The exercise: Please recast the lines from the start of the rows through the line containing "x=913 y=754", both included, as a Markdown table with the columns No. and Line. Skip blank lines and leave the pictures out.

Data lines:
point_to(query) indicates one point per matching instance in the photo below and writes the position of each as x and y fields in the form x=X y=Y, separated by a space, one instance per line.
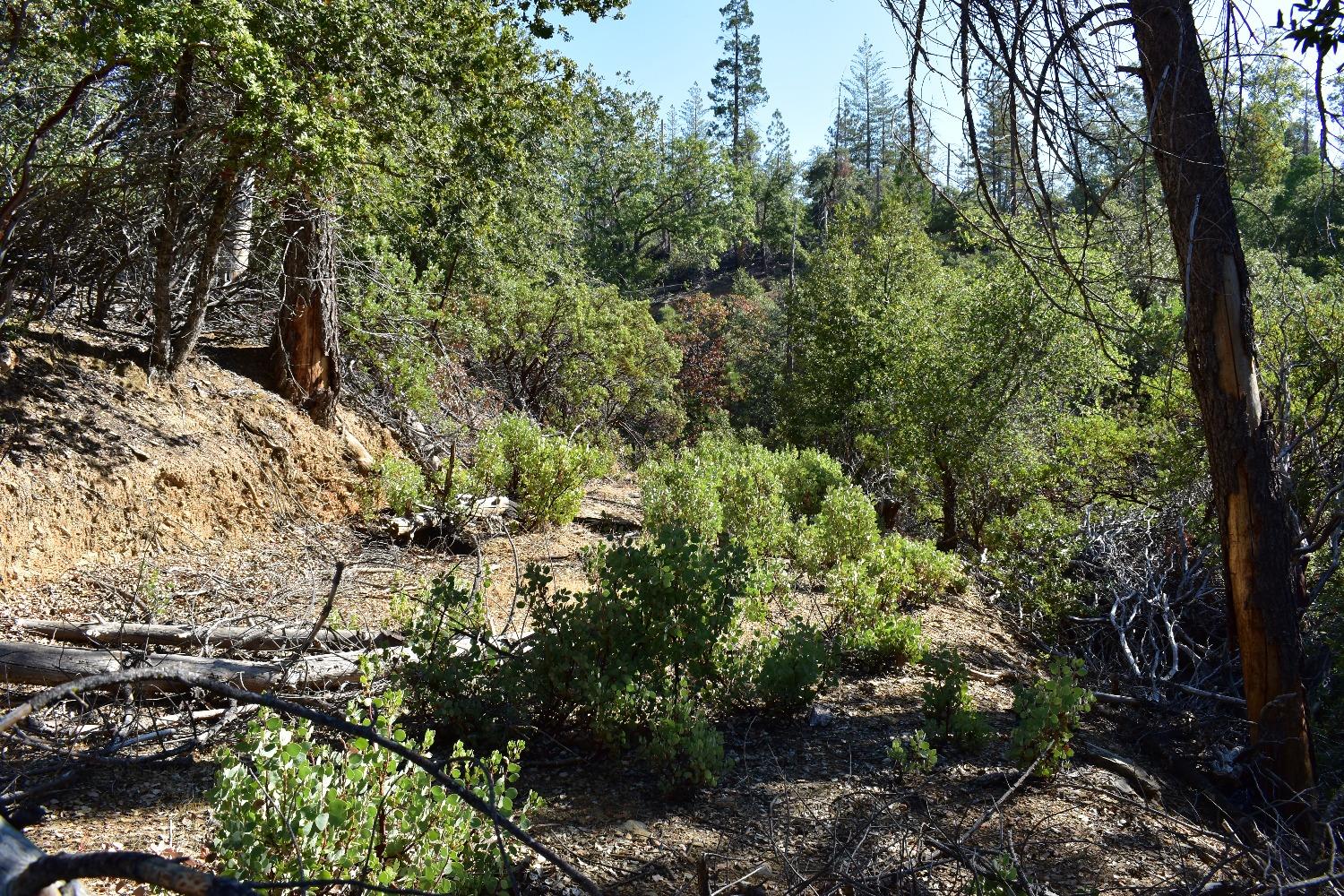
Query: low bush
x=682 y=490
x=846 y=528
x=609 y=667
x=290 y=806
x=397 y=484
x=906 y=570
x=949 y=715
x=793 y=667
x=808 y=476
x=1048 y=713
x=883 y=643
x=913 y=754
x=543 y=471
x=682 y=745
x=754 y=509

Expected answer:
| No. | Line |
|---|---|
| 1 | point_to(query) indicates one point per matching instance in the photo below and writes the position of each as x and y fields in the form x=X y=Y, separated by a space, one instance per line. |
| 2 | Query: low bush |
| 3 | x=682 y=490 |
| 4 | x=846 y=528 |
| 5 | x=609 y=667 |
| 6 | x=290 y=806 |
| 7 | x=397 y=484 |
| 8 | x=906 y=570 |
| 9 | x=949 y=715 |
| 10 | x=793 y=667 |
| 11 | x=808 y=476 |
| 12 | x=1048 y=713 |
| 13 | x=883 y=643 |
| 14 | x=913 y=754 |